# DATASET CONTENT

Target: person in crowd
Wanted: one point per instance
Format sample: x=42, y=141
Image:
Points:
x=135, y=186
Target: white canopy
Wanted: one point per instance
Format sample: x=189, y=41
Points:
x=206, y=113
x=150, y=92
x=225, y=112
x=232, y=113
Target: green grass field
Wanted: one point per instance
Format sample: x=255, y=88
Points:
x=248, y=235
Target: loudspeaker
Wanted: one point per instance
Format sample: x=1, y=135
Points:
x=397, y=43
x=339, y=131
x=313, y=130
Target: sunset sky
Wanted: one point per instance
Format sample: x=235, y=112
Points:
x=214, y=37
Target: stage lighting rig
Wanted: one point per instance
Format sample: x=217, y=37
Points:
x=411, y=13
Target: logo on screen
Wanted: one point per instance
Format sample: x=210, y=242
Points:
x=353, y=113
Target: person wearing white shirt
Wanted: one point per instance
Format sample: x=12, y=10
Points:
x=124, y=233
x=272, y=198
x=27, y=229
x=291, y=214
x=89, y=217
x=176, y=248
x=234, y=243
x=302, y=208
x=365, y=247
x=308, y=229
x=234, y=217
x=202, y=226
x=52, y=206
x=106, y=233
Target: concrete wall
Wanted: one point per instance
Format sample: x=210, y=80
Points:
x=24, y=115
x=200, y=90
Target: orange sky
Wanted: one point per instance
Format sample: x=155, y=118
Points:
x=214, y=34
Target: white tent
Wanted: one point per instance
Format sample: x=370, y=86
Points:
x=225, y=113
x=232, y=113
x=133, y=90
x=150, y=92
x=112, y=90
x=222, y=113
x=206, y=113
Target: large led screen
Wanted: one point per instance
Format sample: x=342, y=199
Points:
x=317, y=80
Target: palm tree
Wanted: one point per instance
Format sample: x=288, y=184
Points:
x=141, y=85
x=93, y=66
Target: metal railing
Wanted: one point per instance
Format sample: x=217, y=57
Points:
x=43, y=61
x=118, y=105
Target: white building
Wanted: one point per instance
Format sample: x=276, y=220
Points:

# PROBLEM TO SOLVE
Copy every entry exactly, leaving nothing out.

# ANSWER SPACE
Target: person in crowd
Wanted: one point per instance
Format sample: x=42, y=141
Image:
Points:
x=135, y=186
Target: white canopy
Wanted: one point per instance
Format sample: x=189, y=41
Points:
x=206, y=113
x=150, y=92
x=225, y=112
x=232, y=113
Target: green grass field
Wanted: one point per instance
Format sample: x=255, y=88
Points:
x=248, y=235
Target: loudspeaker
Wanted: one point per instance
Format sample: x=1, y=135
Points:
x=397, y=43
x=339, y=131
x=313, y=130
Target: sunset sky
Wanted: one point per instance
Format sample: x=235, y=112
Points:
x=214, y=37
Target: stage lighting rig
Wanted: one point per instance
Format sample: x=217, y=37
Points:
x=411, y=13
Target: logo on screen
Wanted: one point per instance
Format sample: x=210, y=242
Points:
x=353, y=113
Target: person wearing white shirt
Wanted: one point per instance
Format sample: x=12, y=10
Points:
x=124, y=233
x=272, y=198
x=27, y=229
x=291, y=214
x=89, y=217
x=176, y=248
x=234, y=243
x=302, y=208
x=365, y=247
x=308, y=229
x=234, y=217
x=202, y=226
x=52, y=206
x=106, y=233
Target: concrete wall
Wanted: one point per instance
Format sample: x=210, y=80
Points:
x=24, y=115
x=200, y=90
Target: orange sky
Wanted: one point per instance
Format sample: x=155, y=118
Points:
x=214, y=34
Target: white tent
Wanted: one point per instance
Format sample: x=370, y=86
Points:
x=225, y=113
x=232, y=113
x=133, y=90
x=150, y=92
x=112, y=90
x=222, y=113
x=206, y=113
Target: large led screen
Wanted: one point per instance
Format sample: x=342, y=199
Points:
x=317, y=80
Target: palm tree
Wanted: one point per instance
Format sample: x=288, y=184
Points:
x=141, y=85
x=93, y=66
Target: metal railing
Wanted: one point per instance
Format sample: x=217, y=57
Points:
x=43, y=61
x=118, y=105
Target: white building
Wanted: one point per instance
Format sample: x=276, y=220
Points:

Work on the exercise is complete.